● Written request
Without the pictures, reproduce the records that follow exactly.

(Excerpts of pointing data)
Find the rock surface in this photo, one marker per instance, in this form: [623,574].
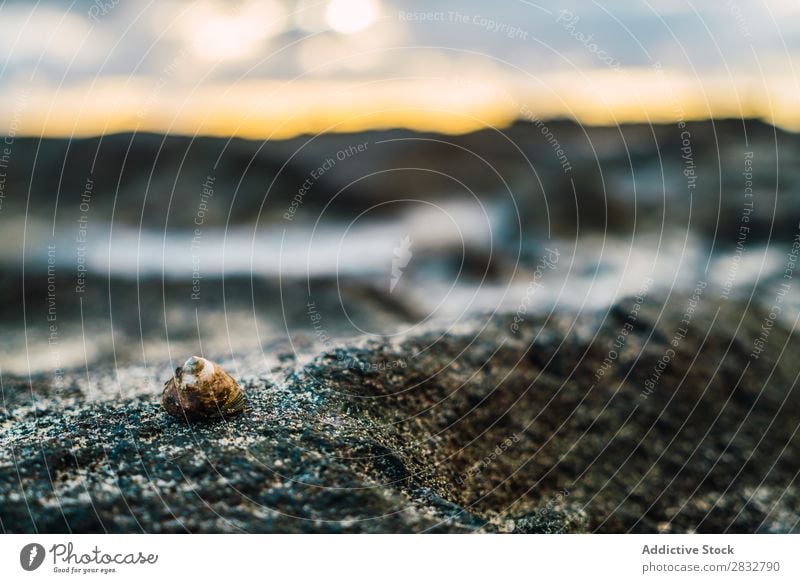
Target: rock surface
[472,428]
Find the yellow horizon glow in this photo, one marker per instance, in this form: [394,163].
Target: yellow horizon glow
[279,110]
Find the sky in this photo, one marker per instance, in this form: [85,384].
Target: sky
[275,68]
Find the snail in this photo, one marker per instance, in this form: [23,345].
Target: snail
[201,390]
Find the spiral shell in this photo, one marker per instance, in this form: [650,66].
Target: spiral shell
[202,390]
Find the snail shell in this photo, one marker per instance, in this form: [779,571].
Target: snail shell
[202,390]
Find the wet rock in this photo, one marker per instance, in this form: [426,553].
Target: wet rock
[478,429]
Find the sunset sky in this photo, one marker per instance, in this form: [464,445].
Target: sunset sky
[275,68]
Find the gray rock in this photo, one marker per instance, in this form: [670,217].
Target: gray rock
[476,428]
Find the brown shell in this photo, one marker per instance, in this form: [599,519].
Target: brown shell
[190,398]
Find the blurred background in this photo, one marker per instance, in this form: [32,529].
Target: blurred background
[565,232]
[190,176]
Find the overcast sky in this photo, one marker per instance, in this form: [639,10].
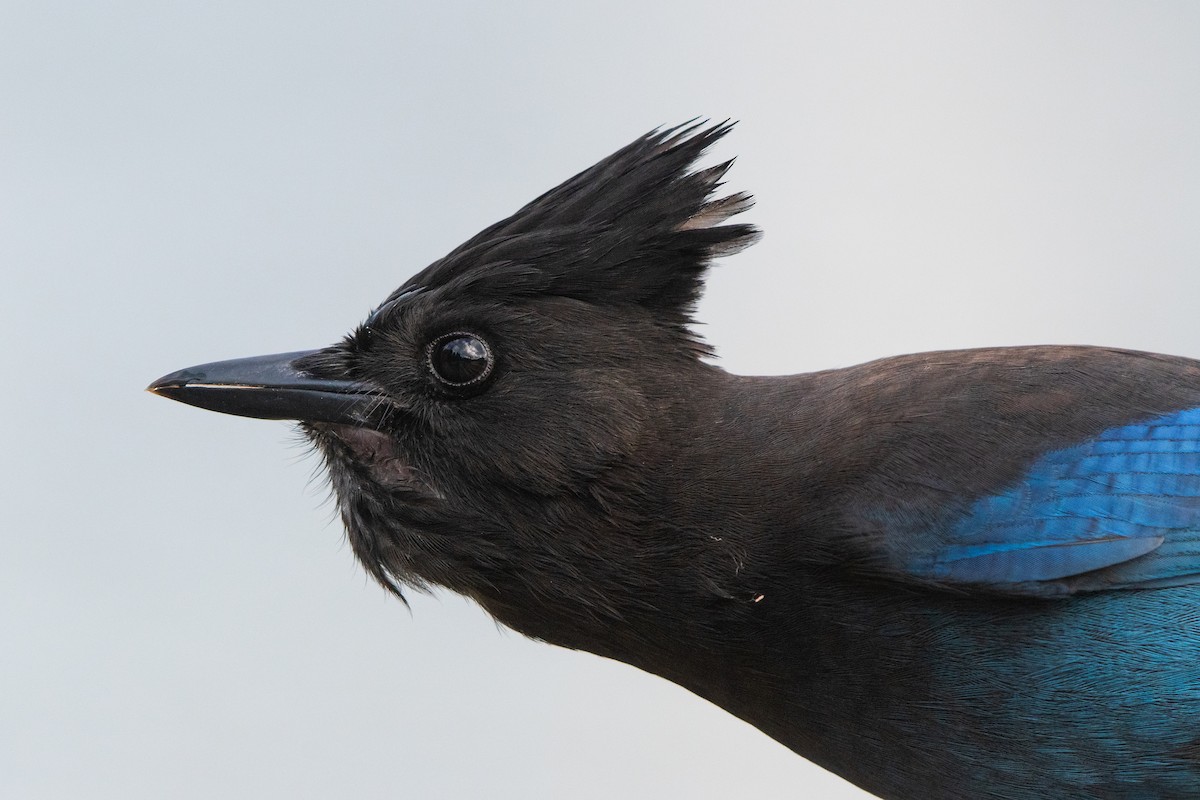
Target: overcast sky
[181,182]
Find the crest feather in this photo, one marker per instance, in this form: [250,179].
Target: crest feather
[636,228]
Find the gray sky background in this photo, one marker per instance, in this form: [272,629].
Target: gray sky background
[183,182]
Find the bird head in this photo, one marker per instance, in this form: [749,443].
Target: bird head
[502,423]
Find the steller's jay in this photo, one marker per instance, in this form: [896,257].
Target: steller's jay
[952,575]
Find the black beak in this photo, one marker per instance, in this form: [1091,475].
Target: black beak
[271,388]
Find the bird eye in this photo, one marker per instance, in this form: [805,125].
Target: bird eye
[460,359]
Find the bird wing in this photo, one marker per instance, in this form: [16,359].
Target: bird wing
[1117,511]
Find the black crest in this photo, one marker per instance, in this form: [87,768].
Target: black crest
[635,229]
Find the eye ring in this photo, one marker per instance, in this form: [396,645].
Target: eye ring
[460,360]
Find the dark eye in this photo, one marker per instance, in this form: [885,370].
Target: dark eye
[460,359]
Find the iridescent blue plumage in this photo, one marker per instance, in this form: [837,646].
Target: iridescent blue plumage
[1121,510]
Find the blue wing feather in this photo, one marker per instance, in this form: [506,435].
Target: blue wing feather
[1119,511]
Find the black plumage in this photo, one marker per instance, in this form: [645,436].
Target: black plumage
[949,575]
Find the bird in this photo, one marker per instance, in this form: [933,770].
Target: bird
[964,573]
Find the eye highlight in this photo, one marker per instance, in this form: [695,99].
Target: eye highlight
[460,359]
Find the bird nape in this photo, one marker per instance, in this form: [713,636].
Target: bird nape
[951,575]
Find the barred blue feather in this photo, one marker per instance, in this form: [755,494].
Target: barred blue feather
[1119,511]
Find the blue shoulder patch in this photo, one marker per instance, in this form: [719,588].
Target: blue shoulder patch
[1119,511]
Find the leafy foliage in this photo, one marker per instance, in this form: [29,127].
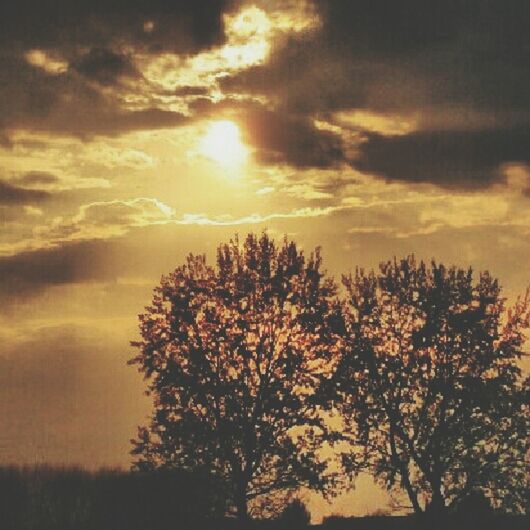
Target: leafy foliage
[234,355]
[430,387]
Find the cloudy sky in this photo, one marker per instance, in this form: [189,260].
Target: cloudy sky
[134,132]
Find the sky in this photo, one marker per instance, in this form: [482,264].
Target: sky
[134,132]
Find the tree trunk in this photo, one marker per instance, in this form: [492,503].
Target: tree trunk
[241,501]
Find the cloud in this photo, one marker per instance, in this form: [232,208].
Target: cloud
[13,195]
[105,66]
[448,78]
[67,396]
[38,178]
[453,159]
[28,272]
[184,26]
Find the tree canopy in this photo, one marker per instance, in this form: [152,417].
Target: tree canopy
[234,355]
[429,385]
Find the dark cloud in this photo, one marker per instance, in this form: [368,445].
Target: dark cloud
[65,104]
[191,91]
[28,273]
[67,396]
[12,195]
[87,39]
[279,137]
[183,26]
[105,66]
[466,159]
[413,57]
[292,140]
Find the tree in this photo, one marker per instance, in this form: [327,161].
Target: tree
[430,387]
[233,356]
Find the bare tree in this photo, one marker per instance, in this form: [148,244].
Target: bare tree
[234,355]
[430,387]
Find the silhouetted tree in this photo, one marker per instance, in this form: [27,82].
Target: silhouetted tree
[233,355]
[295,515]
[430,387]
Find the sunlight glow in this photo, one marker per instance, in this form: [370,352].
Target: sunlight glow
[222,144]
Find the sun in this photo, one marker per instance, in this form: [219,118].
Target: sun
[222,144]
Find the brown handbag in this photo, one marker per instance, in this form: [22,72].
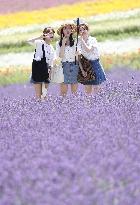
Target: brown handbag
[87,67]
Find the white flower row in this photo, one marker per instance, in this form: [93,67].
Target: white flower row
[107,47]
[101,17]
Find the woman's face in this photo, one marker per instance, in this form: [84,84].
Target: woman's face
[49,35]
[83,30]
[67,30]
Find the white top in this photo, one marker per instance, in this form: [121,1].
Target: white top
[94,53]
[69,54]
[49,51]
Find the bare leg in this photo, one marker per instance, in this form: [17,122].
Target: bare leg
[44,90]
[74,88]
[88,89]
[96,88]
[38,90]
[63,89]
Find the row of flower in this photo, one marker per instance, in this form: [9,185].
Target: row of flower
[66,12]
[20,74]
[75,151]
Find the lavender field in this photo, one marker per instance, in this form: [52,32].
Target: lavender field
[81,150]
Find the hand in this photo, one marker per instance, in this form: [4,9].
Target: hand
[64,40]
[46,36]
[84,74]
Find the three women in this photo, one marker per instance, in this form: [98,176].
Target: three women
[66,50]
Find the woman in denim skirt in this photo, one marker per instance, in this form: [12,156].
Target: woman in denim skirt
[66,50]
[88,47]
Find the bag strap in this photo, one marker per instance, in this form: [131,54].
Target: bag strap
[42,50]
[34,53]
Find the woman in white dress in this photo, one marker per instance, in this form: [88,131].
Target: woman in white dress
[88,47]
[66,50]
[43,45]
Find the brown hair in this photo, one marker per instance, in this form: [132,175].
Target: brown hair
[47,30]
[85,26]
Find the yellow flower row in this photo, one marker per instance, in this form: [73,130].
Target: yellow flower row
[63,12]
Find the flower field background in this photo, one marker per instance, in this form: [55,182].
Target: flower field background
[80,150]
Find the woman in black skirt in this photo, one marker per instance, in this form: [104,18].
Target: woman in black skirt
[43,61]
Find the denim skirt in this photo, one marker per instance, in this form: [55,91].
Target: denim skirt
[99,72]
[70,71]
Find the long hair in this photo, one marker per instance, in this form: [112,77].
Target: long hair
[70,39]
[47,30]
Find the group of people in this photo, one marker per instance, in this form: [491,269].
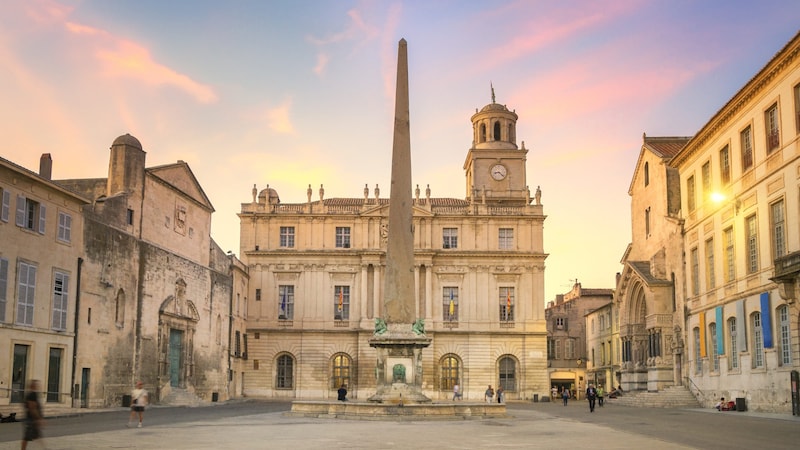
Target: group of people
[34,417]
[595,396]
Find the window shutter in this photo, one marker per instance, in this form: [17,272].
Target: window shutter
[4,210]
[42,211]
[20,210]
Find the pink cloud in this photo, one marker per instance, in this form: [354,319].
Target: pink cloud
[128,59]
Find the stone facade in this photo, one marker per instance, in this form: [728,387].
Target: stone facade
[156,290]
[602,345]
[567,351]
[708,295]
[41,227]
[317,273]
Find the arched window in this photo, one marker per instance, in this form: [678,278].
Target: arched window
[758,341]
[341,364]
[784,334]
[284,373]
[508,374]
[450,368]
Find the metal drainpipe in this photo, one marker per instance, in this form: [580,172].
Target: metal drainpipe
[73,391]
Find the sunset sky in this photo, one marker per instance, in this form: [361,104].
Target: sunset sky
[297,92]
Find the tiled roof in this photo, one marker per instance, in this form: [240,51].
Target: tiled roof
[667,146]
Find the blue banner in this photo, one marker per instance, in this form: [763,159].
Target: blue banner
[766,320]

● The solution
Find the rock surface in this photo, one marker per instance, in this form: [623,574].
Target: rock surface
[472,428]
Find the yellow horizon glow in this photo, one marker per instance, in this form: [394,163].
Target: yellow horizon glow
[279,110]
Find the sky in this photo, one marker per instance, in this form: [85,384].
Target: sky
[275,68]
Find the snail in this photo, one marker per instance, in this form: [23,345].
Target: snail
[201,390]
Find the spiral shell in this photo, one marker per instance, in this form: [650,66].
Target: spiral shell
[202,390]
Find the snail shell in this photo, one marker per instance, in this form: [779,571].
Target: snail shell
[202,390]
Find the wet rock in this photo, one marker per instance, in this form: [426,553].
Target: wet rock
[478,429]
Find the sunset sky in this photo, one marker per instance, in this form: [464,445].
Target: sunset sky
[275,68]
Find the gray rock in this photo, one marker per instance, in this form: [670,217].
Target: gray rock
[476,428]
Find the brown shell in this photo, one marker per instance, in this form: [599,519].
Target: brown shell
[190,398]
Find the blurred background in this photo, one marker per instance, in this form: [32,529].
Target: blurred background
[565,232]
[190,176]
Find the overcast sky in this photo, one marker per instance, in this form: [639,10].
Target: overcast sky
[181,182]
Find the crest feather in this photo, one marker per instance, in this form: [250,179].
Target: crest feather
[636,228]
Find the gray sky background in this photo, one marker per instance, in this form: [272,629].
Target: gray sky background
[183,182]
Find the bird head in this photo, one marker per instance, in this form: [749,443].
Target: bird head
[502,423]
Find the steller's jay in this photo, one marker per instance, in this form: [896,257].
Target: steller's jay
[952,575]
Find the black beak in this photo, one marker per instance, in this form: [1091,475].
Target: black beak
[271,388]
Find the bird eye in this photo, one marker per instance, in this form: [805,125].
Target: bird eye
[460,359]
Find the bird wing in this photo, one marker per instance, in this form: [16,359].
Target: bird wing
[1117,511]
Find the black crest in this photo, one marker per instance, in this form: [87,768].
Target: black crest
[635,229]
Find the eye ring in this photo, one marker per instance, in this form: [396,645].
Target: eye ring
[460,360]
Find the dark eye in this photo, one marker per instance, in this form: [885,370].
Target: dark eye
[460,359]
Find the iridescent blue plumage in this photo, one marker per instance, in this form: [837,646].
Target: iridescent blue plumage
[1121,510]
Find the blue wing feather in this photo, one marker per instance, in this form: [506,435].
Target: blue wing feather
[1119,511]
Find the black plumage in this photo, one marker per instance, in this form: [645,436].
Target: black plumage
[949,575]
Find the bird in this photo, one marker per instance, in this form: [933,770].
Target: bird
[964,573]
Find the eye highlight in this photo, one marker per instance, in this form: [695,99].
Target: eye highlight
[460,359]
Find the bird nape in this photo, one marker per instance, in this form: [713,636].
Target: bird nape
[951,575]
Find the barred blue feather in this photo, one marker per instance, in this form: [755,494].
Target: barred blue feather
[1119,511]
Find the blue shoulder patch in this photo, one marker per instance, in this form: [719,588].
Target: blue shoulder patch
[1119,511]
Find the leafy foliage in this photo, one marker per instance, in this form: [29,127].
Target: leafy foliage
[234,355]
[430,387]
Find the cloudy sky in this photo, one marker per instance, in this form: [189,260].
Target: cloudy sky
[134,132]
Find the sky in this photo, one marker per instance, in this form: [482,264].
Target: sky
[134,132]
Find the tree trunk in this photo, one marker per instance, in this form: [492,503].
Target: tree trunk
[241,501]
Find the cloud in this photo, one marker per instance, in this form: [232,208].
Target: cloud
[13,195]
[105,66]
[448,78]
[67,396]
[38,178]
[453,159]
[28,272]
[184,26]
Find the tree canopy in this photo, one marker per instance, in this form: [152,417].
Target: tree canopy
[234,355]
[429,385]
Find the dark cloud in this photo, one marker per instance, in this form: [368,445].
Target: dark cloud
[65,104]
[191,91]
[28,273]
[67,396]
[12,195]
[87,39]
[279,137]
[183,26]
[105,66]
[466,159]
[413,57]
[292,140]
Find the tree in this photo, one marker per instance, in this form: [327,161].
Target: tree
[430,387]
[233,356]
Find the bare tree in this photo, one marker per instance, in this form: [148,244].
Target: bare tree
[234,355]
[430,387]
Find the silhouetted tree in this photo, one marker per instance, in this form: [27,82].
Target: silhouetted tree
[233,355]
[295,515]
[430,387]
Find the sunlight glow in this photo, one marker per instance, in this form: [370,352].
Target: sunlight glow
[222,144]
Find the sun in this photo, one marker per instance, in this form: [219,118].
Target: sun
[222,144]
Find the brown handbag in this photo, one marker per instance, in this form: [22,72].
Target: brown handbag
[87,67]
Find the white flower row in this photo, one marker per instance, in this form: [93,67].
Target: white flower row
[107,47]
[101,17]
Find the woman's face in this photo, one marker per instance, in this form: [84,84].
Target: woman's face
[49,35]
[83,30]
[67,30]
Find the white top in this photo, one marker per instance, in this form: [121,1].
Target: white top
[94,53]
[69,54]
[49,51]
Find the bare leg in this photo, one marker per instance, in this form: [17,122].
Target: bare leg
[44,90]
[74,88]
[88,89]
[96,88]
[38,90]
[63,89]
Find the row of flower in this photo, one marker per instance, in this form: [9,185].
Target: row of flower
[66,12]
[20,74]
[75,151]
Find the lavender field in this photo, one marker per instance, in this form: [52,32].
Target: lavender field
[81,150]
Find the hand in this photo, one marker per instance, in this form: [4,9].
Target: hand
[64,40]
[46,36]
[84,74]
Find the three women in this photo, one marker per instance, in this form: [98,176].
Target: three women
[66,50]
Find the woman in denim skirt in this photo, one marker per instance, in this form: [12,156].
Target: woman in denim skirt
[66,50]
[88,47]
Find the bag strap in this photo, one marker per instance, in this form: [131,54].
Target: bag strap
[42,50]
[34,53]
Find the woman in white dress in this photo, one marker per instance, in this form: [88,131].
Target: woman in white dress
[88,47]
[66,50]
[43,45]
Find the brown hair in this photo, one marker per instance, in this form: [132,175].
Target: brown hair
[47,30]
[85,26]
Find the yellow flower row in this photo, one marker per instance, in this form: [73,130].
Target: yellow flower row
[63,12]
Find the flower field background in this photo, one marker per instance, in this form: [55,182].
Target: flower field background
[80,150]
Find the woman in black skirt in this photo, one marker per instance, in this form: [104,18].
Target: woman in black skirt
[43,61]
Find the denim skirt in this photo, one marker per instance, in this form: [55,91].
Target: denim skirt
[99,72]
[70,71]
Find the long hair in this photo, one marker per instance, in this form: [112,77].
Target: long hair
[70,39]
[47,30]
Find the group of people in this photo, one marker per instance, in this form: [491,269].
Target: group of people
[34,417]
[595,396]
Find the window shutter in this photo, one marker per instance, in this form: [17,272].
Target: window shutter
[4,210]
[42,211]
[20,210]
Find the pink cloud in this photo, one marker per instance, in this form: [354,319].
Target: pink cloud
[128,59]
Find the stone facade in this photo, one marker per instance, in this form: [728,387].
Target: stone facade
[156,290]
[602,345]
[567,351]
[708,295]
[41,227]
[317,273]
Find the arched window in this photo, one marker per instance, in this form: [678,278].
Target: arched window
[758,341]
[341,364]
[784,334]
[284,373]
[508,374]
[450,368]
Find the metal drainpipe in this photo, one marker per instance, in this form: [580,172].
Target: metal drainpipe
[73,391]
Find the sunset sky in this photo, one marker per instance, in this form: [361,104].
Target: sunset sky
[297,92]
Find the tiled roof in this photo, one marker per instance, in this form: [240,51].
Target: tiled roof
[667,146]
Find the blue banner in this photo, one marker per instance, in this form: [763,159].
Target: blue banner
[766,320]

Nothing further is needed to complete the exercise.